### WHAT IS REQUIRED
Each entry below should be reproduced character for character.

### DATA SECTION
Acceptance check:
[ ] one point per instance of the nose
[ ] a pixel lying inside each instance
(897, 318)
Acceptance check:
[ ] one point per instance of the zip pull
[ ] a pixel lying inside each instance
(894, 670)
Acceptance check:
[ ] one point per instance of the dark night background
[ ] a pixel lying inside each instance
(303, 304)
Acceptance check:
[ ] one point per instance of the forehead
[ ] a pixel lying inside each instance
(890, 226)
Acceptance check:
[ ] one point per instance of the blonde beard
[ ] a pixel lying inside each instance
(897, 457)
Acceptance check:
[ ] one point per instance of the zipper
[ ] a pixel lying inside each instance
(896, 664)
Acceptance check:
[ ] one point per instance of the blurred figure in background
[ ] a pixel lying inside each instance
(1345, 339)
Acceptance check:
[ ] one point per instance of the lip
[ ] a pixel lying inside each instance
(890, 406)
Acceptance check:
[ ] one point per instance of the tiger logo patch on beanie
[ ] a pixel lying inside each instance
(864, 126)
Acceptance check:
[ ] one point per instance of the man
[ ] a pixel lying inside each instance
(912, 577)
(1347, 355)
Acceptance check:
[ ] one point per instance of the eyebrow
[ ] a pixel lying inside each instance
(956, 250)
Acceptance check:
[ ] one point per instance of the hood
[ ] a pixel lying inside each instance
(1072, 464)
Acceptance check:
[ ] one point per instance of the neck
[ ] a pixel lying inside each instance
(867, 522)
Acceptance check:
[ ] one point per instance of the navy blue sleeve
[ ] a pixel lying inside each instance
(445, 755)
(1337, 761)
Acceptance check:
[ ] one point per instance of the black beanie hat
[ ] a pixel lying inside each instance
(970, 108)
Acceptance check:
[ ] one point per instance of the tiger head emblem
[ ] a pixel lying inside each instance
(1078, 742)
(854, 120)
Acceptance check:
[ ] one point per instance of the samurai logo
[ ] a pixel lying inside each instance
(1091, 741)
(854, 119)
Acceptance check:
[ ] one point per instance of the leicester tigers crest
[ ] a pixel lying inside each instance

### RESPONSE TO THE TASK
Acceptance check:
[ ] one point per instance of the nose
[ ] a pixel lying inside each instance
(897, 318)
Acceptance check:
[ ] one point per instance of the zip pull
[ ] a pixel lying inside each instance
(894, 670)
Acceptance check:
[ ] one point per instance of the dark night background
[ ] a pixel lying inside each instance
(303, 304)
Acceptance check:
[ ] one point per instance of the forehead
[ ] a pixel lying inside each instance
(890, 226)
Acceptance check:
[ ] one point per instance of the blonde beard
[ ] a pixel lying inside each instance
(897, 457)
Acceptance check:
[ ] one point per instance of the zipper
[ ] a pixel lying inside each instance
(896, 664)
Acceptance check:
[ ] one point per instance of the blurred figure in background
[ ] a pixel lying inside each instance
(1345, 339)
Acceptance check:
[ ] one point per instance of the lip
[ ] a pixel lying inside each instance
(890, 406)
Acceptance check:
[ ] one point per instance of the tiger logo patch on beanie
[ ] a pixel lying inside each instance
(864, 126)
Acceptance check:
[ ] one point per instance of the man
[ ] a pixel lying inside each instance
(912, 577)
(1347, 355)
Acceptance check:
[ ] one point per instance of the eyebrow
[ ] a pixel lying inside each instance
(956, 250)
Acceptance check:
[ ] one point per instance of the hood
[ ] a pixel lying inside each instance
(1072, 464)
Acceptance check:
[ ] one point per instance of the neck
[ ] a pixel lying inside each instance
(867, 522)
Acceptance check:
[ ] one point per instance of the navy blue sleeve
[ ] a pixel lying inside each instance
(445, 755)
(1337, 761)
Acceptance check:
[ ] one point per instance of the black beanie hat
[ ] a pixel lying inside each instance
(970, 108)
Acceptance check:
[ ] one point per instance of the tiger head emblem
[ ] a pixel lying inside each instance
(1078, 742)
(854, 120)
Acceptance check:
[ ] one point per instance of the samurai logo
[ ] a pixel lying inside each instance
(1091, 741)
(854, 119)
Acceptance check:
[ ] one point per instance of the leicester tigers crest
[ ] a pixel lying inside each instance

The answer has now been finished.